→ WHAT THIS EXERCISE ASKS:
A – Answer these from the spice collection passage, one answer per line:
(i) What color are the apothecary jars on the shelf?
(ii) Which city is called the capital city of garlic?
(iii) Where is the Bay Laurel that is more commonly used in cooking native to?
B – Using the spice collection passage, explain in one to three sentences why the scent of bay leaf takes the writer back to the California coast.

##### SOURCE PASSAGE #####

My favourite part of our kitchen, since our renovation, is the shelf that cradles my collection of spices and herbs. I can travel the world just by inhaling the heady aromas enclosed in the purple apothecary jars that preserve the flavourful treasures within. I’d like to share some of these seasonings and why they make me so giddy!

My tasty collection

My tasty collection

The scent of Bay Leaf always takes me back to the California coast where groves of California Bay Laurel trees fill the air with a heady scent as the trees sway in the constant ocean breeze. My other strong scent associated memories of California are the night-blooming jasmine in Napa and the ever-present scent of Ranch Dressing in the capital city of garlic, Gilroy. While the leaves of the California Bay Laurel can be used for seasoning dishes, the more subtly flavoured Bay Laurel that is native to the Mediterranean is more commonly used in cooking and more widely available. There are also other varieties of Laurel trees outside of Europe that are used in local cuisines, including: Indian Bay Leaf, Indonesian Bay Leaf, West Indian Bay Leaf and Mexican Bay Leaf. Each has a different flavour profile, but they all have a similar appearance.

##### LISTED RECORDS #####

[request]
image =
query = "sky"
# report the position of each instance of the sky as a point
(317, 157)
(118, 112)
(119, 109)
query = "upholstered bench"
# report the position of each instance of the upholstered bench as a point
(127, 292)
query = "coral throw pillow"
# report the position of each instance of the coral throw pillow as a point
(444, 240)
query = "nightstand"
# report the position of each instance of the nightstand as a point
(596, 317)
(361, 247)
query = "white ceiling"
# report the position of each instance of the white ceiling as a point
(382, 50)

#####
##### LISTED RECORDS #####

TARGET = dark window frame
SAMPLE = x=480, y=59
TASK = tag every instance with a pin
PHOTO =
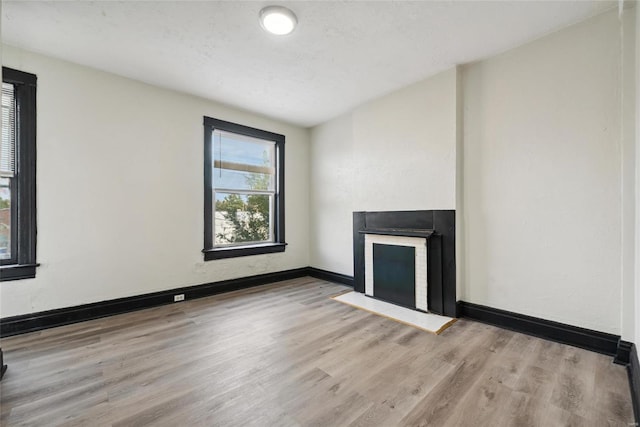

#####

→ THE SOLUTIONS:
A –
(i) Purple.
(ii) Gilroy.
(iii) The Mediterranean.

B – Groves of California Bay Laurel trees grow along the California coast. As they sway in the constant ocean breeze, they fill the air with a heady scent, so the smell of bay leaf brings that coast back to the writer.